Fragmento seleccionado:
>>
La rapidez y rotundidad con que se produciría esta derrota se decidió en el verano de 1943, en la batalla de Kursk, que continúa siendo el mayor enfrentamiento blindado de la historia moderna. Esta segunda derrota de las fuerzas alemanas significó que el desenlace de la guerra supondría la victoria total de Stalin, y que su Ejército Rojo no se detendría hasta llegar finalmente a Berlín veinte meses después. Stalingrado se considera el punto de inflexión y, por tanto, las leyendas que han surgido de él son sacrosantas.
Pero una cosa es la guerra y otra, cómo se la recuerda.
La ficticia batalla de francotiradores entre Záitsev y König, recreada en Enemigo a las puertas, es uno de los elementos de un relato más amplio, relato en el que los rusos hacen suyo la mayor victoria y el sacrificio más sangriento de su país. Záitsev fue un hábil tirador que se labró su reputación como letal asesino de alemanes durante la batalla (las cifras varían de 150 a 200 o más muertos).
El siberiano nunca se topó con un oficial enemigo llamado Mayor König, comandante de una escuela de francotiradores con sede en Berlín. El oficial, interpretado por Ed Harris, y la escuela desde la que supuestamente viajó a Stalingrado no existieron en realidad. Ningún informe del Ejército alemán de la época lo registra oficialmente, y se ha demostrado que la historia del propio Záitsev es imprecisa.
Pero el mito surgió con un propósito militar concreto: durante el punto álgido de la batalla en aquel invierno de 1942, cuando en un momento dado las fuerzas de Hitler habían conquistado casi toda la ciudad, los defensores necesitaban un héroe en que creer. A los corresponsales de guerra del Ejército Rojo se les pidió que encontraran cualquier buena noticia para levantar la moral. El estatus de Záitsev pasó de celebridad local a nacional y, finalmente, internacional. Su fotografía apareció en los periódicos aliados y, al final de la guerra, era un héroe de la Unión Soviética con multitud de condecoraciones, y su rifle se expone ahora en el museo de la ciudad.
Del mismo modo, para Putin, Stalingrado es la piedra angular de una política que vincula el sufrimiento y la gloria de la Segunda Guerra Mundial a una Rusia más grande. Los mitos y leyendas que surgieron de la batalla y perduraron durante los años de la Guerra Fría deben recalibrarse para adaptarse a la narrativa del régimen respecto a Ucrania, la de una Rusia que reclama el lugar que le corresponde en Europa y el resto del mundo. Abatida, abandonada y atacada por Occidente, se levantará de su postración, según la retórica de Putin, que suena como un eco de los años treinta.
El plan maestro de Putin está en la cuerda floja. Ha redoblado la violencia y ha preparado al país para un mayor derramamiento de sangre en los combates por las ciudades y pueblos de Ucrania, combates que recuerdan a los de Stalingrado en 1942-1943. Prepárense para presenciar nuevas escenas de destrucción que recuerdan a cuando el mundo observaba cómo la Segunda Guerra Mundial se decidía en el este.
Lo que las potencias occidentales tienen que decidir es si proporcionan suministros vitales a los ucranianos, como Roosevelt y Churchill hicieron con Stalin en la guerra anterior. La actual toma de decisiones de las potencias de la OTAN parece sugerir que lo harán y que la historia se repetirá, solo que esta vez el valeroso y heroico defensor no es ruso.
*** Iain MacGregor es miembro de la Royal Historical Society y autor de El faro de Stalingrado, ensayo que publicará el próximo junio Ático de los Libros.
<<
Registros sin procesar:
>>
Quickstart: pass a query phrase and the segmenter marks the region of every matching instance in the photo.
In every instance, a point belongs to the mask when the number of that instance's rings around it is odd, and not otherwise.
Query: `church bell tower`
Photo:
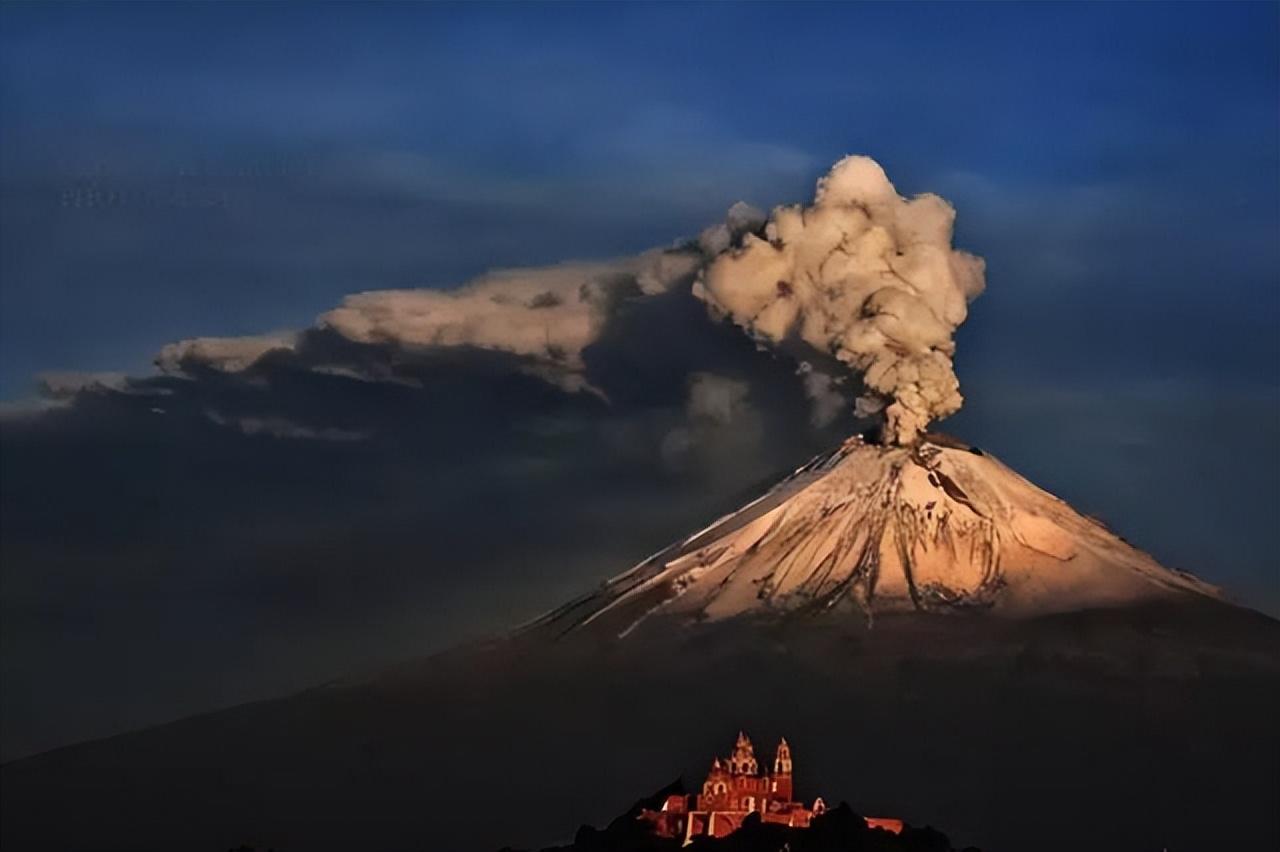
[[[773,757],[773,783],[771,784],[771,798],[791,801],[791,746],[786,737],[778,743],[778,751]]]

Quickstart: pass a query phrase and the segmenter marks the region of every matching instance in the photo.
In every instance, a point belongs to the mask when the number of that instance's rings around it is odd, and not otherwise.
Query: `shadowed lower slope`
[[[745,727],[959,846],[1261,851],[1276,718],[1280,623],[975,450],[855,440],[508,638],[8,764],[0,840],[550,844]]]

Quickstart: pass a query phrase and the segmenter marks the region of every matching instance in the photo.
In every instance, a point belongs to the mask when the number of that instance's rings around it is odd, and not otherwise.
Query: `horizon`
[[[0,760],[497,635],[861,431],[865,370],[690,296],[716,252],[626,266],[815,203],[847,155],[986,260],[931,429],[1280,617],[1277,31],[1248,3],[4,4]],[[524,315],[399,324],[520,276]],[[595,285],[607,319],[568,316]],[[256,335],[297,336],[165,349]]]

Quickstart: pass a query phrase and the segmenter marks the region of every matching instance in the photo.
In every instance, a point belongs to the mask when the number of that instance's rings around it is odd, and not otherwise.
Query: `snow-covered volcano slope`
[[[655,615],[983,608],[1027,617],[1217,590],[1161,567],[991,455],[850,439],[540,624],[626,635]]]

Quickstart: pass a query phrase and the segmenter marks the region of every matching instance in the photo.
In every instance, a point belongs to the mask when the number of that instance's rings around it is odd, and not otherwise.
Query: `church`
[[[740,732],[732,753],[712,761],[701,792],[694,796],[668,796],[662,810],[644,810],[639,819],[649,823],[654,834],[681,838],[685,843],[701,835],[731,834],[753,812],[758,812],[765,823],[808,828],[810,820],[826,810],[826,805],[818,798],[806,807],[795,801],[794,796],[791,746],[787,741],[782,739],[774,751],[773,770],[760,771],[755,747]],[[902,824],[897,820],[877,823],[878,828],[902,830]]]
<<
Requisitos de la tarea:
1) Por favor, reproduce sin cambios la parte del fragmento sobre Stalingrado que empieza en "El plan maestro" y sigue hasta "en el este.".
2) Indica si cada afirmación coincide con el fragmento sobre Stalingrado, respondiendo sí o no y citando textualmente las palabras que lo deciden: (a) La batalla de Kursk tuvo lugar en el verano de 1943. (b) La escuela de francotiradores de Berlín dirigida por el Mayor König existió realmente. (c) El rifle de Záitsev se expone en el museo de la ciudad.
3) Según el fragmento sobre Stalingrado, ¿qué se les pidió a los corresponsales de guerra del Ejército Rojo?
Los ítems no hacen falta para resolver nada.

Problemas resueltos:
1)
El plan maestro de Putin está en la cuerda floja. Ha redoblado la violencia y ha preparado al país para un mayor derramamiento de sangre en los combates por las ciudades y pueblos de Ucrania, combates que recuerdan a los de Stalingrado en 1942-1943. Prepárense para presenciar nuevas escenas de destrucción que recuerdan a cuando el mundo observaba cómo la Segunda Guerra Mundial se decidía en el este.

2)
(a) Sí: "se decidió en el verano de 1943, en la batalla de Kursk".
(b) No: "El oficial, interpretado por Ed Harris, y la escuela desde la que supuestamente viajó a Stalingrado no existieron en realidad."
(c) Sí: "su rifle se expone ahora en el museo de la ciudad".

3) Que encontraran cualquier buena noticia para levantar la moral.